Tarefa 1: Reproduza fielmente, do texto sobre racismo no futebol, a passagem de "Esta seria a" até "torcedores do Tricolor.".
Tarefa 2: Segundo o texto sobre racismo no futebol, qual é o valor limite de multa previsto no código?
Tarefa 3: Dê prosseguimento ao texto sobre racismo no futebol a partir de onde ele termina.

Trecho do texto:
'''
Esta seria a terceira vez desde que o Observatório da Discriminação Racial no Futebol começou a registrar casos de discriminação no esporte que um clube seria punido esportivamente, além da multa e perda de mando de campo. As outras aconteceram em 2014, quando o Clube Esportivo Bento Gonçalves foi punido após o árbitro Márcio Chagas ser xingado e ter o carro vandalizado durante uma partida, e em um duelo do Santos contra o Grêmio no Rio Grande do Sul, quando o goleiro Aranha, do time paulista, foi xingado por torcedores do Tricolor.
“O STJD precisa começar a aplicar o código, precisa parar de ficar criando tese de grave, gravíssimo. A questão é: racismo é extremamente grave. Não tem como haver uma graduação”, avalia o advogado. “Punição com pena de multa não assusta ninguém. Para uma equipe profissional da Série A, Série B, uma multa de R$ 100 mil, que é o limite do código, realmente não assusta.”
'''
Dados armazenados
'''
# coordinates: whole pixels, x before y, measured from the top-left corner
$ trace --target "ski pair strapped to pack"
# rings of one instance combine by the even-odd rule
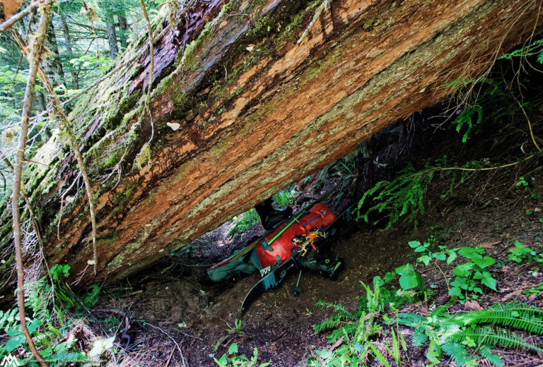
[[[339,187],[339,186],[337,185],[337,186],[334,186],[333,188],[332,188],[332,189],[330,189],[328,191],[327,191],[326,193],[325,193],[324,195],[322,195],[320,198],[319,198],[318,199],[317,199],[315,201],[313,202],[312,206],[313,206],[315,204],[317,204],[319,203],[322,203],[322,201],[324,201],[326,199],[327,199],[330,196],[330,195],[332,195],[336,190],[337,190],[338,187]],[[307,210],[302,210],[299,213],[298,213],[296,215],[294,215],[293,217],[293,218],[290,221],[288,221],[287,222],[287,224],[286,226],[284,226],[281,229],[281,232],[280,233],[278,232],[277,234],[276,234],[275,236],[274,236],[272,239],[269,239],[269,241],[268,241],[267,242],[267,244],[269,245],[269,246],[271,245],[290,226],[291,226],[292,224],[296,223],[298,221],[298,219],[299,219],[302,216],[303,216],[307,212],[308,212]],[[281,224],[279,224],[279,225],[281,225]],[[213,271],[213,270],[214,270],[216,269],[218,269],[218,268],[221,267],[221,266],[224,266],[226,264],[228,264],[228,263],[231,263],[233,261],[235,261],[235,260],[239,259],[242,256],[245,256],[245,255],[248,254],[250,252],[251,252],[252,250],[254,250],[257,247],[257,245],[258,245],[258,243],[262,240],[262,239],[264,239],[264,236],[262,236],[258,238],[257,239],[256,239],[254,241],[251,242],[249,245],[247,246],[247,247],[245,247],[245,248],[241,250],[240,252],[236,253],[235,254],[233,255],[230,258],[228,258],[221,261],[221,263],[218,263],[218,264],[215,264],[214,265],[211,266],[211,267],[209,267],[209,270]]]

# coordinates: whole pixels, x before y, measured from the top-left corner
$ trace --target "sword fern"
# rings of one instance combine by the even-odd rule
[[[474,348],[498,367],[503,363],[498,356],[491,353],[492,347],[523,348],[543,352],[541,346],[510,330],[543,335],[543,310],[526,303],[509,303],[450,315],[445,312],[448,306],[448,303],[438,307],[426,317],[416,313],[398,315],[398,323],[414,329],[414,347],[421,347],[430,340],[438,354],[445,352],[458,366],[464,366],[471,360],[467,347]],[[428,351],[428,359],[433,358],[436,351]]]

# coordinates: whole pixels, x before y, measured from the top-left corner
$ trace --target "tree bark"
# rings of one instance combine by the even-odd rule
[[[105,32],[107,34],[107,43],[110,45],[110,58],[112,60],[117,57],[119,49],[117,47],[117,32],[113,20],[113,14],[107,13],[105,18]]]
[[[327,4],[211,0],[178,14],[154,44],[153,126],[140,119],[148,53],[82,97],[71,119],[89,174],[105,180],[93,188],[100,262],[93,277],[77,185],[57,239],[76,168],[52,139],[36,155],[49,167],[28,172],[49,263],[70,264],[79,286],[141,270],[450,95],[446,82],[479,75],[542,21],[541,0]],[[148,49],[134,43],[117,63]]]
[[[66,45],[66,54],[68,55],[68,59],[74,59],[74,51],[72,47],[74,42],[71,40],[71,36],[70,35],[70,30],[68,28],[68,23],[66,21],[66,16],[61,13],[60,16],[61,24],[62,25],[62,33],[64,36],[64,43]],[[79,89],[79,76],[77,75],[77,71],[72,66],[71,73],[71,84],[74,89]]]
[[[128,23],[127,23],[127,16],[124,13],[124,11],[122,11],[119,13],[119,40],[121,42],[121,48],[126,49],[128,46],[127,40],[128,38]]]
[[[34,32],[37,28],[39,14],[34,13],[30,20],[30,31]],[[27,40],[26,43],[29,43]],[[59,46],[57,43],[57,36],[54,32],[52,20],[49,18],[47,26],[47,37],[45,39],[45,48],[48,52],[47,57],[44,58],[40,64],[42,69],[49,78],[53,81],[55,86],[66,86],[64,72],[62,70],[62,63],[59,55]]]

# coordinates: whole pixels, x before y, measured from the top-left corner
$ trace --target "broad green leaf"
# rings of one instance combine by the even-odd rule
[[[436,258],[438,260],[440,260],[441,261],[445,260],[445,258],[447,258],[447,255],[444,254],[443,253],[436,253],[433,254],[433,257]]]
[[[428,255],[424,255],[416,259],[417,261],[419,263],[424,263],[424,265],[428,266],[428,264],[430,263],[430,261],[432,260],[432,258],[431,256],[428,256]]]
[[[474,256],[472,261],[483,268],[490,266],[496,263],[496,260],[490,256],[485,256],[484,258]]]
[[[414,288],[417,285],[416,273],[414,271],[407,272],[399,277],[399,286],[404,291]]]

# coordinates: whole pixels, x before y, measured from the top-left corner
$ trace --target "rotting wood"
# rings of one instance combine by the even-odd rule
[[[110,177],[95,194],[97,277],[81,273],[91,257],[81,194],[56,239],[73,161],[61,151],[50,169],[28,173],[45,180],[32,200],[48,259],[70,264],[80,285],[152,264],[449,95],[445,82],[476,76],[540,25],[541,2],[332,1],[293,51],[322,1],[197,3],[154,45],[148,164],[132,164],[151,136],[148,120],[137,124],[148,53],[71,116],[84,126],[90,174]],[[142,39],[125,59],[144,49]]]

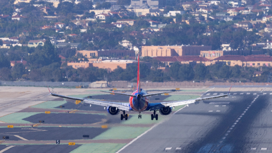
'''
Resposta esperada 1:
Esta seria a terceira vez desde que o Observatório da Discriminação Racial no Futebol começou a registrar casos de discriminação no esporte que um clube seria punido esportivamente, além da multa e perda de mando de campo. As outras aconteceram em 2014, quando o Clube Esportivo Bento Gonçalves foi punido após o árbitro Márcio Chagas ser xingado e ter o carro vandalizado durante uma partida, e em um duelo do Santos contra o Grêmio no Rio Grande do Sul, quando o goleiro Aranha, do time paulista, foi xingado por torcedores do Tricolor.

Resposta esperada 2: R$ 100 mil.

Resposta esperada 3:
De acordo com o Observatório, entre 2014 e 2020 foram julgados 49 casos de discriminação pelos tribunais de Justiça Desportiva no Brasil. Destes, 61% acabaram em punição para os agressores, que variaram entre multas de R$ 400 a R$ 50 mil reais, perda de mando de campo, e suspensão do torcedor para ingressar na praça esportiva. A dificuldade para punir, segundo Vargas, é justamente o racismo dentro das instituições.
“As pessoas ainda entendem que esse tipo de situação não é crime, não é racismo. As pessoas naturalizam essas condutas. Nós temos uma codificação, uma previsão legal. O problema é que os julgadores acabam não aplicando porque acham que é vitimismo do povo negro, que é mimimi”, aponta. O Brusque, com a nova decisão, perdeu um mando de campo e foi multado em R$ 60 mil. Petermann, por sua vez, tem pena de 360 dias de suspensão e multa de R$ 30 mil.
Além da Justiça Desportiva, outro caminho que vítimas do crime de racismo no esporte podem seguir é o da Justiça comum. De acordo com Vargas, Celsinho também está buscando reparação na esfera cível, tanto nas agressões sofridas no caso do Brusque quanto por outras ofensas proferidas por radialistas em Goiânia e Belém. Ele também acionou a esfera criminal, e o Ministério Público atualmente está apurando os fatos.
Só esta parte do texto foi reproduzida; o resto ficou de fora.